-- start of LISTING --
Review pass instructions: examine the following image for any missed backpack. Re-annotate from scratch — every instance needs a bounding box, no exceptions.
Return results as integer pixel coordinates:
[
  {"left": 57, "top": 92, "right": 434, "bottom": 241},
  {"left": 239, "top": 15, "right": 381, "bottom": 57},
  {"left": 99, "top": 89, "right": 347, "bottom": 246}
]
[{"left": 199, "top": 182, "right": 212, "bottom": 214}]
-- end of LISTING --
# WORK REQUIRED
Rewrite the data above, changing "backpack" to "suitcase" and keeping everything else as it is.

# TASK ANSWER
Review pass instructions: examine the following image for any missed suitcase. Re-annotate from scratch — every instance needs a bounding box, no exceptions.
Return results as integer pixel coordinates:
[
  {"left": 57, "top": 92, "right": 434, "bottom": 241},
  {"left": 239, "top": 15, "right": 381, "bottom": 57},
  {"left": 99, "top": 89, "right": 347, "bottom": 246}
]
[{"left": 199, "top": 182, "right": 212, "bottom": 214}]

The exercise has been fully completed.